#### [WRITTEN REQUEST 1]
In the contract excerpt below, what term is defined to include the liabilities set forth on Exhibit A?

-------- EXCERPT TO READ

Without limiting and subject to the license rights expressly granted to Recipient in Article III(a)(i), the Contributed Assets specifically exclude any and all Intellectual Property Rights that are not Contributed Intellectual Property Rights.
(b) Effective as of the Effective Date, Recipient hereby accepts the contribution, transfer, assignment and conveyance to it of the Contributed Assets, and assumes and agrees to perform or cause to be performed all of the liabilities and obligations which accrue or are required to be performed in connection with or are otherwise associated with the Contributed Assets from, and after the Effective Date, including the liabilities set forth on Exhibit A (the “Assumed Liabilities”). After such contribution, transfer, assignment and conveyance, the Contributor Group
will have no rights (except any rights specifically retained by the Contributor Group pursuant to this Agreement) or liabilities with respect to the Contributed Assets.
(c) Recipient agrees that the Contributed Intellectual Property Rights shall remain subject to all rights and encumbrances that, immediately prior to the Effective Date, have been or are required to be granted to any third party, including without limitation any release, license, covenant not to sue, standstill or similar right, whether express or implied, based on any obligation or commitment made in connection with any obligation or agreement existing immediately prior to the Effective Date, all of which shall remain in effect. In addition, Recipient agrees that, as between the Parties, Recipient is solely responsible for obtaining rights and licenses from any third parties that may be necessary for the full use and exploitation of the Contributed Assets, and that, other than with respect to the transfer of Contributed Contracts hereunder, Company shall have no obligations with respect to the procurement of any such rights or licenses.

----------------

#### [WRITTEN REQUEST 2]
Count the lines of the records that contain the string "stand", with case counting, and give only the number.

-------- DATA SUPPLIED

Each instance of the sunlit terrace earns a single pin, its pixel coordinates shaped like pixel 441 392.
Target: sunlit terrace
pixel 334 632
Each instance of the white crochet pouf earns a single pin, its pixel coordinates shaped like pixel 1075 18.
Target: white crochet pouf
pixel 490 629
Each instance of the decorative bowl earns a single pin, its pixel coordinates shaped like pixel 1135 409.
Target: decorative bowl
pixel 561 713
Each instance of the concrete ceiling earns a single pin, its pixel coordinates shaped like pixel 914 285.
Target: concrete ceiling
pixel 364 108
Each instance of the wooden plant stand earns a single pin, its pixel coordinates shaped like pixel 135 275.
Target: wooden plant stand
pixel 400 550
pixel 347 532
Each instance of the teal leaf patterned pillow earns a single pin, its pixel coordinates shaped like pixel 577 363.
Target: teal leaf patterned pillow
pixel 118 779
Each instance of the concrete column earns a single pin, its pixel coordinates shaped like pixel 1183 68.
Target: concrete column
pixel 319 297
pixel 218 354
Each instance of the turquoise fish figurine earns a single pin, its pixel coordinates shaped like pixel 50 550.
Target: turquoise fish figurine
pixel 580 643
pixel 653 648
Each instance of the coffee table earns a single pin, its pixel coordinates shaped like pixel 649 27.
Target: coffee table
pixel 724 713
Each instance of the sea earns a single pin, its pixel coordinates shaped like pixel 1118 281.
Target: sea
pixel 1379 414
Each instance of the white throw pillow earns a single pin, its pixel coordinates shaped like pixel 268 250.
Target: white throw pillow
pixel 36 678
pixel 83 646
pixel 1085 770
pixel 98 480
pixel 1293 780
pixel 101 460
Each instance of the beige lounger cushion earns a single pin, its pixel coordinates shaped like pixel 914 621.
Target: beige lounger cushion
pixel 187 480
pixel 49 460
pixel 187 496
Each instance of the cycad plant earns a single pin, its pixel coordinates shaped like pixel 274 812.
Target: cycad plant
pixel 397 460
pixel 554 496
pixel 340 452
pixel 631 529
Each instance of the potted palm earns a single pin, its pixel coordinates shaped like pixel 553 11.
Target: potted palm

----------------

#### [COMPLETE RESPONSE 1]
The "Assumed Liabilities."

#### [COMPLETE RESPONSE 2]
2